Exercise details:
From the line that has "the water reflection" down to the final line of the listing below, transcribe every line exactly, and only those.

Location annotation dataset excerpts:
#####

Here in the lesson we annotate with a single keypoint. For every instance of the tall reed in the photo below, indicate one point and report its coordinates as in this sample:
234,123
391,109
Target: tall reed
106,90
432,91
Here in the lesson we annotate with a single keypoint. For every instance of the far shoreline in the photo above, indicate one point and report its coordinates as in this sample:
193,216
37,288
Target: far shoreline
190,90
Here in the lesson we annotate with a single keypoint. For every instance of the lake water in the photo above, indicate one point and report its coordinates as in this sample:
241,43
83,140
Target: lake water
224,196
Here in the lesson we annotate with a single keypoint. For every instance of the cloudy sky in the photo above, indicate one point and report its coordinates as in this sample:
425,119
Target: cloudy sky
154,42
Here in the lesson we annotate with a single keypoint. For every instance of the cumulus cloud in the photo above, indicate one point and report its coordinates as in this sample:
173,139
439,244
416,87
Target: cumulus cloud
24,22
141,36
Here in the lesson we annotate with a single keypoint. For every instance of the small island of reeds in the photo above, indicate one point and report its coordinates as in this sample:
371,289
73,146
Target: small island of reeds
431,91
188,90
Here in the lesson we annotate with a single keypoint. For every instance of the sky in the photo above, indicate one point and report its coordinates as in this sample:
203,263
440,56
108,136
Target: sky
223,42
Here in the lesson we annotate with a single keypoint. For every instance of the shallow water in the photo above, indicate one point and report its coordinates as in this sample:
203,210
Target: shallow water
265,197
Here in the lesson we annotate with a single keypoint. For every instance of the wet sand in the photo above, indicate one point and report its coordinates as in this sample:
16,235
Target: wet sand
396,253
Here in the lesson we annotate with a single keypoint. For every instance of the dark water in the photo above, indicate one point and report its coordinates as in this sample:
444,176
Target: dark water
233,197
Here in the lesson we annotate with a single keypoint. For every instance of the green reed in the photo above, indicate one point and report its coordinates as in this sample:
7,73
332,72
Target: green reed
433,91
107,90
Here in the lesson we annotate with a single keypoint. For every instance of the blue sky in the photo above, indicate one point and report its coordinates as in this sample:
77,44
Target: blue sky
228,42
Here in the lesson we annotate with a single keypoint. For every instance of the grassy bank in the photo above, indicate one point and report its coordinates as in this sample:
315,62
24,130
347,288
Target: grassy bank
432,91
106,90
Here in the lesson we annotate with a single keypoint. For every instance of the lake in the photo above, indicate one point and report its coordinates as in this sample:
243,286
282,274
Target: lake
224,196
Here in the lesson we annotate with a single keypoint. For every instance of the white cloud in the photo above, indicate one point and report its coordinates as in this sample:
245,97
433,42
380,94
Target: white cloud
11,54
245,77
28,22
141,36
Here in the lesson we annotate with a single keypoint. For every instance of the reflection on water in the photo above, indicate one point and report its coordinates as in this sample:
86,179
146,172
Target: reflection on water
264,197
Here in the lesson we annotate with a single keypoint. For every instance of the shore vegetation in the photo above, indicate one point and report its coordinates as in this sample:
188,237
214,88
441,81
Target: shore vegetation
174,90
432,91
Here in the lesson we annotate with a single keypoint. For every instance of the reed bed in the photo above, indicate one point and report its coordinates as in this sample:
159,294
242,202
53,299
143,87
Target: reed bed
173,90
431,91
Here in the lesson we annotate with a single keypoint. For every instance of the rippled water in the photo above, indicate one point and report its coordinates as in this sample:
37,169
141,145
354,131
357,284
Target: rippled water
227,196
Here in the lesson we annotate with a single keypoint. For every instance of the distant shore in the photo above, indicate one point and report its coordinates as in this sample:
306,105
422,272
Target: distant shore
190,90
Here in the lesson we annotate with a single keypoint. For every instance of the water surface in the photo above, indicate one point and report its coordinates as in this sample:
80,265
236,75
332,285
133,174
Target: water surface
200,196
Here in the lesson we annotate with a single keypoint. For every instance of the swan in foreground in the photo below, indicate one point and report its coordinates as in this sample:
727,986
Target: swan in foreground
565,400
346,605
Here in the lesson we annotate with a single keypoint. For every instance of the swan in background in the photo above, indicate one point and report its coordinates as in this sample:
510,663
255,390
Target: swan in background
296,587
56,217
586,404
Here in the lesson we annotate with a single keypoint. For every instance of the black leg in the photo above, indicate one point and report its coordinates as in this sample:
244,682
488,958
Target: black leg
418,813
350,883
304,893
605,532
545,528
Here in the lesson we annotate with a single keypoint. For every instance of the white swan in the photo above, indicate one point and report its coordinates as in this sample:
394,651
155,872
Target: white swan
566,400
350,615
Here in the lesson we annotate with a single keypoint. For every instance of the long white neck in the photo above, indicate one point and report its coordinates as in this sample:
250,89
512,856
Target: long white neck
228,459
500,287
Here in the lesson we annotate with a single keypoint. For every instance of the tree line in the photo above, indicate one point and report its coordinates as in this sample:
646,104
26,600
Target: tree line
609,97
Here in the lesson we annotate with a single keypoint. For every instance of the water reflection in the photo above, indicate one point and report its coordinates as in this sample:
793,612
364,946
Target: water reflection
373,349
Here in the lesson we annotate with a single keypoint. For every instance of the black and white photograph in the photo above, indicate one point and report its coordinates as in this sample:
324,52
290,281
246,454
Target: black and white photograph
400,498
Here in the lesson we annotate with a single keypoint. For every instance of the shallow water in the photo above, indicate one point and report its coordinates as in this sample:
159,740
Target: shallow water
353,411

#####

Exercise result:
Here in the lesson we annotate with a single keypoint. For every instance of the water reflection in the photo above, indicate one point and report its coordinates as in this sample:
793,612
364,946
Target: water reflection
373,349
Here in the lesson we annotate with a single keypoint. For every instance of the black and white photograph in the photo above, indicate one point and report its coordinates as in this sample:
324,52
290,281
246,454
Target: black and white photograph
400,498
Here in the lesson we annotate with a single keypoint. For every instance of the shallow water in the photo above, indicate one point and report its coordinates as in this sample:
159,740
Target: shallow water
353,411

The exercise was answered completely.